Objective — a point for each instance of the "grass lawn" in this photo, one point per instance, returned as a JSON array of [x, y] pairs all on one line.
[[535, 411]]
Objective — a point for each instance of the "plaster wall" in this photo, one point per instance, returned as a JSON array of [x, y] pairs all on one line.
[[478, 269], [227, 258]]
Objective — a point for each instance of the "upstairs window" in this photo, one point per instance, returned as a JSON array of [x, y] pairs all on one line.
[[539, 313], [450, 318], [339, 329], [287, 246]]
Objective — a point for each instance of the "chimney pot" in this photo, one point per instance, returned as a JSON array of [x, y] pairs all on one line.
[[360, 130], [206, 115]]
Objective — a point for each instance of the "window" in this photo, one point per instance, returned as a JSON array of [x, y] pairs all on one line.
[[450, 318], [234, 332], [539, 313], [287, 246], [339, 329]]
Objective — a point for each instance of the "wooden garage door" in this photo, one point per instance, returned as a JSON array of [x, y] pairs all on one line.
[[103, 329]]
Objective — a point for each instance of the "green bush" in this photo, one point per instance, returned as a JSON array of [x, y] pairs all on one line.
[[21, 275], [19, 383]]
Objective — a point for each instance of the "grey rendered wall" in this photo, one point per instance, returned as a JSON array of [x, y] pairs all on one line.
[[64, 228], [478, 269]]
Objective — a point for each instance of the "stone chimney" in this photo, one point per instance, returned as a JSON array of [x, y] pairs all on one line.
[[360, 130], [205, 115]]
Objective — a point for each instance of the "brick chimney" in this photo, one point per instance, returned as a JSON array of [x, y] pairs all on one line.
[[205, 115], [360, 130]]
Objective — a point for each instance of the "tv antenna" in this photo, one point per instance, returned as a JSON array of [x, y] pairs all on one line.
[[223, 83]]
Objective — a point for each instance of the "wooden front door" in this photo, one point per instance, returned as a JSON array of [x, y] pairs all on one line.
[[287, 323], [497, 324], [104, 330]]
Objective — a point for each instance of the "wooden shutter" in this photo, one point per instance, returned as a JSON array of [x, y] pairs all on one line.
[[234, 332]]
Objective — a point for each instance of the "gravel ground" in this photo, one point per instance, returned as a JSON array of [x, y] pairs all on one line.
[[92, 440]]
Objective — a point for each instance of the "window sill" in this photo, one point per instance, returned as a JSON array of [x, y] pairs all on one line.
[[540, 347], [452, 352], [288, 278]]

» **Task prompt**
Once the listing above has been read, restate it exactly.

» **Written response**
Objective — a point for each instance of the "grass lawn" in this photo, one point per instance, returned as a JSON array of [x, y] pairs all on one line.
[[535, 411]]
Objective — a point for each instance of the "plaster wall" in this photo, one point per instance, returned as a JSON array of [x, y] pairs all on one line.
[[478, 269], [227, 258]]
Objective — a point for each instance of the "upstairs window" in this photo, one point per instance, returned as a JSON array of [x, y] pairs all on one line.
[[539, 313], [450, 318], [339, 329], [287, 246]]
Objective — a point for each instance of the "chimney pot" in this photo, one point per instance, returned as a JSON array of [x, y] pairs all on one line.
[[360, 130], [206, 115]]
Objective — a point for each instance of the "window" in this photo, one point per instance, returned as a JSON array of [x, y] pairs all on one line.
[[450, 318], [234, 332], [539, 313], [287, 246], [339, 329]]
Objective — a point for each instance of the "wooden garage door" in this photo, one point per instance, returned as a JSON array of [x, y] pairs all on one line.
[[103, 329]]
Objective — a point for each instance of the "green bush" in this photo, one point per instance, returned as a JSON array of [x, y] pairs all on one line.
[[21, 275], [19, 383]]
Objective — a point for each instance of the "grey rendered wall" in this photo, one point per instance, returned as a JSON array of [x, y] pairs all on one line.
[[64, 228], [478, 269]]
Objective — a point for each instance of the "stone chimney" in this photo, one point per instance, returned as a JSON array of [x, y] pairs all on one line.
[[360, 130], [205, 115]]
Objective — a point for each instance of the "brick chimney" in this photo, one point per instance, returned as a JSON array of [x, y] pairs all on one line.
[[205, 115], [360, 130]]
Objective — a point for each instance of the "tv antenna" in this photo, one point per instance, returned as a JSON array of [x, y] pairs all on one line.
[[223, 83]]
Objective — a point for each instance of the "wooden front door" in this photo, one point per instance, returned as a JSON array of [x, y] pairs all on one line.
[[287, 323], [497, 324], [104, 330]]
Objective — a point for each instance of the "wooden shutter" in this photo, one point per instance, returned as a JSON array of [x, y] pairs all on one line.
[[234, 332]]
Objective — a point for each instance of the "gravel ground" in this photo, one point per instance, returned as a JSON array of [x, y] pairs all on one line.
[[92, 440]]
Objective — a point for each instance of the "window sill" in this photo, one point per instance, returned as a JSON array of [x, y] pairs all on one line.
[[540, 347], [452, 352], [288, 278]]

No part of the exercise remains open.